- OBJECTIVE -
Quote the data below word for word, leaving out the pictures.

- RECORDS PROVIDED -
========

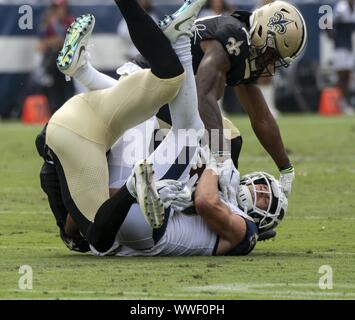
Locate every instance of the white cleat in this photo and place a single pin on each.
(147, 196)
(181, 21)
(73, 54)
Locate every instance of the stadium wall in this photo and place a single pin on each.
(18, 47)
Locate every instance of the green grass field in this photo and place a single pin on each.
(319, 229)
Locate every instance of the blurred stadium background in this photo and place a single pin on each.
(24, 65)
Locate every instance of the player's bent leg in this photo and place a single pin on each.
(150, 40)
(133, 100)
(82, 171)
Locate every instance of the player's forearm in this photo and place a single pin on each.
(207, 202)
(212, 118)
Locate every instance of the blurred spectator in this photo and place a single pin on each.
(123, 33)
(266, 83)
(215, 7)
(344, 25)
(55, 22)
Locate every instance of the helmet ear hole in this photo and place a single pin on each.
(260, 31)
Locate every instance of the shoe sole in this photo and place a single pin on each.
(78, 31)
(188, 11)
(148, 198)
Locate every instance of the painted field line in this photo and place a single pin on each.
(23, 212)
(188, 294)
(291, 290)
(299, 157)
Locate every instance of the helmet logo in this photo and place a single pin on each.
(233, 46)
(278, 22)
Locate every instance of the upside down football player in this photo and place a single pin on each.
(235, 51)
(220, 226)
(81, 132)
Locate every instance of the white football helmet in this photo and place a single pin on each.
(278, 26)
(265, 219)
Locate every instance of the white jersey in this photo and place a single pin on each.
(185, 235)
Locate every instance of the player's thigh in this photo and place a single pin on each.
(84, 167)
(136, 98)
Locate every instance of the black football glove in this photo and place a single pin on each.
(79, 245)
(269, 234)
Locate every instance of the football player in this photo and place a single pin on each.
(234, 50)
(211, 223)
(80, 133)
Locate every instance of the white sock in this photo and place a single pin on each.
(92, 79)
(184, 108)
(182, 47)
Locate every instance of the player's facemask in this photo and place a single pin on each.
(264, 218)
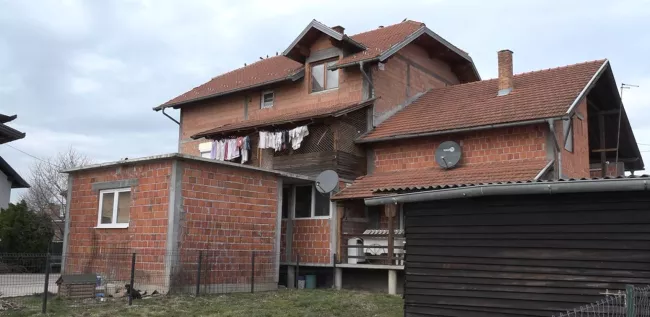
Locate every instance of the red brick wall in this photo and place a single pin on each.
(311, 238)
(497, 145)
(230, 212)
(576, 164)
(391, 83)
(107, 251)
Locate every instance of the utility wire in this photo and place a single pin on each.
(32, 156)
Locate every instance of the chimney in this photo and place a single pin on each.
(505, 72)
(339, 29)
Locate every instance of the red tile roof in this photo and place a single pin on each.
(264, 71)
(536, 95)
(380, 40)
(280, 67)
(369, 185)
(275, 118)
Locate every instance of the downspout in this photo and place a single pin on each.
(170, 117)
(365, 75)
(558, 152)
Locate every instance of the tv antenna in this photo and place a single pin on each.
(620, 114)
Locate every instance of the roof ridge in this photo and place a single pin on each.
(246, 65)
(388, 26)
(516, 75)
(559, 67)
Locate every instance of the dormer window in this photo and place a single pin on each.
(266, 101)
(322, 78)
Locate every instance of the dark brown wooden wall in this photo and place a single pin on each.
(523, 255)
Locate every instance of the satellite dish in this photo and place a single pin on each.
(448, 154)
(327, 181)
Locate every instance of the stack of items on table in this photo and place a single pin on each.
(230, 149)
(282, 140)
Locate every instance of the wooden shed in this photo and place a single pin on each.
(533, 249)
(75, 286)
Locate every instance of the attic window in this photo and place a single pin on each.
(567, 126)
(322, 78)
(267, 99)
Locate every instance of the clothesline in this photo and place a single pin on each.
(227, 149)
(283, 140)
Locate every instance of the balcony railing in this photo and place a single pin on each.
(373, 248)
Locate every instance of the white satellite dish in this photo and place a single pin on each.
(327, 182)
(448, 154)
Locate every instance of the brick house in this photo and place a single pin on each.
(377, 105)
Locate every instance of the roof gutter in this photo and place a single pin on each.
(365, 75)
(451, 131)
(170, 117)
(537, 188)
(293, 77)
(588, 87)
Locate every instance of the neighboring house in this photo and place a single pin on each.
(377, 105)
(9, 178)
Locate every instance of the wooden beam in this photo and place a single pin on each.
(593, 105)
(603, 155)
(608, 112)
(390, 211)
(604, 150)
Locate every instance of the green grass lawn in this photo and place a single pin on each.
(317, 303)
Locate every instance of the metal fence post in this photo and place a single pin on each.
(297, 269)
(131, 286)
(629, 301)
(198, 274)
(47, 282)
(333, 270)
(253, 272)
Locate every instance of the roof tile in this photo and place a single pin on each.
(369, 185)
(288, 116)
(536, 95)
(280, 67)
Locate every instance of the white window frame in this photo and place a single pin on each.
(116, 196)
(567, 127)
(313, 204)
(205, 148)
(266, 92)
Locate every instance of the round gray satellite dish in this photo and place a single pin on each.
(327, 181)
(448, 154)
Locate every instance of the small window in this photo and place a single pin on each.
(303, 201)
(114, 208)
(567, 126)
(286, 200)
(322, 78)
(267, 99)
(321, 204)
(205, 149)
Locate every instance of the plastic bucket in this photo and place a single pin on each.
(310, 281)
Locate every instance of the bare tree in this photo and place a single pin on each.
(48, 187)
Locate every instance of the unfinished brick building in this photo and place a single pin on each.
(377, 105)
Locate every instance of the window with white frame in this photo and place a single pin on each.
(205, 149)
(323, 78)
(307, 202)
(114, 208)
(266, 101)
(567, 126)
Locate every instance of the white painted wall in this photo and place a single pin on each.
(5, 190)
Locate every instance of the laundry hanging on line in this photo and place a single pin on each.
(282, 140)
(230, 149)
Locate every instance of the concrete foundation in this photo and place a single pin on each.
(291, 277)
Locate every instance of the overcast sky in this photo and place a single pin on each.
(85, 74)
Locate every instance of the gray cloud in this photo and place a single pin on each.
(87, 73)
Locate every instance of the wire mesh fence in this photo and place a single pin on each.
(634, 302)
(120, 273)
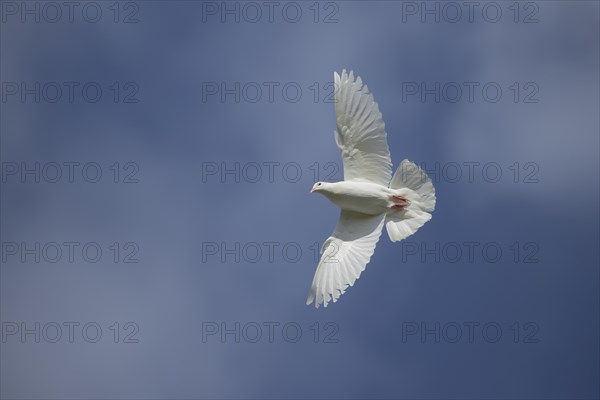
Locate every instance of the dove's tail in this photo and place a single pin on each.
(402, 223)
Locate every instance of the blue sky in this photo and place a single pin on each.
(173, 149)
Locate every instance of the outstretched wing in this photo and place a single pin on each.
(360, 132)
(345, 255)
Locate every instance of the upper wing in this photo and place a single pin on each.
(345, 255)
(360, 133)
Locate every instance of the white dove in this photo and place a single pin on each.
(369, 196)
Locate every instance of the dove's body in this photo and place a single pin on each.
(361, 197)
(369, 197)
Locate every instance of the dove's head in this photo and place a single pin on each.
(319, 187)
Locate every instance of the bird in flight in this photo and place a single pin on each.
(369, 197)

========

- TASK RESPONSE -
Locate every instance of the white cleat in this photo and place a single pin on each.
(147, 196)
(181, 21)
(73, 54)
Locate every instance of the stadium wall in this photo and place a single pin on each.
(18, 47)
Locate every instance of the green grass field in this photo and place a single pin on each.
(319, 229)
Locate every instance of the blurred stadium background in this photo and place a single pin on each.
(24, 65)
Locate every instance of the player's bent leg in this photo and place a single pin on each.
(150, 40)
(133, 100)
(82, 171)
Locate every instance of the player's forearm in this photo and place a single pin on each.
(207, 202)
(212, 118)
Locate every instance of the blurred spectator in this photo and place a single pin on each.
(123, 33)
(266, 83)
(215, 7)
(344, 25)
(55, 22)
Locate every instance of the helmet ear hole in this photo and place a single pin on each.
(260, 31)
Locate every instance of the shoe sole in this photo and place a single pin on each.
(78, 31)
(188, 11)
(148, 198)
Locate every instance of the painted field line in this photo and place a single pin on each.
(23, 212)
(188, 294)
(291, 290)
(299, 157)
Locate every instance of the helmet logo in this photo and place a single pin on each.
(233, 46)
(278, 22)
Locate every instance of the upside down football player in this photo and place a single pin on each.
(235, 51)
(220, 226)
(81, 132)
Locate every instance of the white football helmet in this photo and place a single pin on each.
(278, 26)
(265, 219)
Locate every instance of the white jersey in this photo and place a single pin on each.
(185, 235)
Locate every instance of the player's thigh in this photo and place a single pin on each.
(84, 167)
(136, 98)
Locate every instance of the black football glove in this photo and place a single pin on each.
(79, 245)
(269, 234)
Locate every instance of the football player in this photo and place a single pin on each.
(234, 50)
(211, 223)
(80, 133)
Locate every instance of the white sock in this photo and place a single pin on each.
(92, 79)
(184, 108)
(182, 47)
Locate every instance of the player's facemask in this photo and place a single pin on each.
(264, 218)
Locate every instance of the red brick wall in this photo and place a single pin on each.
(311, 238)
(497, 145)
(230, 212)
(576, 164)
(391, 83)
(107, 251)
Locate every instance of the utility wire in this photo and place a single pin on each.
(32, 156)
Locate every instance of the chimney in this photo and place a single pin on each.
(505, 72)
(339, 29)
Locate every instance of the red tile roof in this photo and place a single pin on each.
(264, 71)
(536, 95)
(380, 40)
(280, 67)
(369, 185)
(275, 118)
Locate every instance of the downspout in this photo and place a single pin on each.
(170, 117)
(365, 75)
(558, 152)
Locate every instance of the tv antenna in this photo and place a single pin on each.
(620, 114)
Locate every instance of the roof ridge in this photo and place a single pin on each.
(246, 65)
(388, 26)
(516, 75)
(559, 67)
Locate every instance of the dormer window in this photo and place a single pin on each.
(266, 101)
(322, 78)
Locate every instance of the dark brown wooden wall in this photo and place a single pin on each.
(523, 255)
Locate every instance of the satellite dish in this photo and place a single pin on each.
(448, 154)
(327, 181)
Locate every instance of the stack of items on table in this photo and place a single pin on each.
(230, 149)
(282, 140)
Locate every instance of the wooden shed in this photo and place a single pin on each.
(533, 249)
(75, 286)
Locate every instance of the attic window in this photo and place a single pin on each.
(567, 126)
(322, 78)
(267, 99)
Locate every instance of the clothesline in this photo and place a single pin on each.
(227, 149)
(283, 140)
Locate every instance of the balcony railing in this photo and place a single pin on each.
(373, 248)
Locate every instance of the white satellite dish in this photo and place a single pin on each.
(327, 182)
(448, 154)
Locate every instance of the brick house in this photo and place a single pin on each.
(377, 105)
Locate every instance of the roof gutter in this photo and place a single pin on each.
(365, 75)
(451, 131)
(170, 117)
(537, 188)
(293, 77)
(588, 87)
Locate every instance of the neighboring house in this photo and place a single pin on each.
(377, 105)
(9, 178)
Locate every instance of the wooden beam in this photo and place a single pin on each.
(593, 105)
(603, 155)
(608, 112)
(390, 211)
(604, 150)
Locate every instance of the green grass lawn in this photo and place a single pin on each.
(317, 303)
Locate every instance of the metal fence post in this photo and place a single pin on each.
(297, 269)
(131, 286)
(629, 301)
(198, 274)
(47, 282)
(333, 270)
(253, 272)
Locate every instance of the roof tile in this photo and place a single pin on each.
(369, 185)
(288, 116)
(536, 95)
(280, 67)
Locate every instance of the white window frame in this photo and place a single pin on each.
(116, 196)
(567, 127)
(313, 204)
(205, 148)
(266, 92)
Locate every instance of the round gray satellite dish in this photo and place a single pin on each.
(327, 181)
(448, 154)
Locate every instance of the small window in this photo and place a single pin on each.
(303, 201)
(114, 208)
(567, 126)
(286, 200)
(322, 78)
(267, 99)
(321, 204)
(205, 149)
Locate every instance of the plastic bucket in this photo and place a single pin on each.
(310, 281)
Locate every instance of the bare tree in this photo and place a single pin on each.
(48, 187)
Locate every instance of the unfinished brick building in this photo and place a single pin on each.
(377, 105)
Locate every instance of the window with white frame in this photo and place a single pin on each.
(205, 149)
(323, 78)
(307, 202)
(114, 208)
(266, 101)
(567, 126)
Locate every instance of the white painted wall in this photo and place a single pin on each.
(5, 190)
Locate every instance of the laundry hanging on line in this photo and place a single pin on each.
(282, 140)
(230, 149)
Locate every instance of the concrete foundation in this photo and place a single pin on each.
(291, 277)
Locate every instance of the overcast sky in this photo and place a single pin on each.
(85, 74)
Locate every instance of the gray cloud in this photo and place a single pin on each.
(87, 73)
Locate every instance of the wire mesh fence in this photo and place a single pin on each.
(634, 302)
(120, 273)
Locate every instance of the dove's tail in this photo and place a single pin on each.
(402, 223)
Locate every instance of the blue sky in this photo and place a single pin on each.
(173, 149)
Locate every instance of the outstretched wing in this photo and place a single pin on each.
(360, 132)
(345, 255)
Locate every instance of the upper wing in this photo and place a single pin on each.
(345, 255)
(360, 133)
Locate every instance of the white dove in this photo and place a single pin on each.
(369, 196)
Locate every instance of the dove's body in this photo and place a single pin on each.
(361, 197)
(369, 197)
Locate every instance of the dove's head in this photo and place a single pin on each.
(319, 187)
Locate every instance of the bird in flight in this photo and place a single pin on each.
(369, 197)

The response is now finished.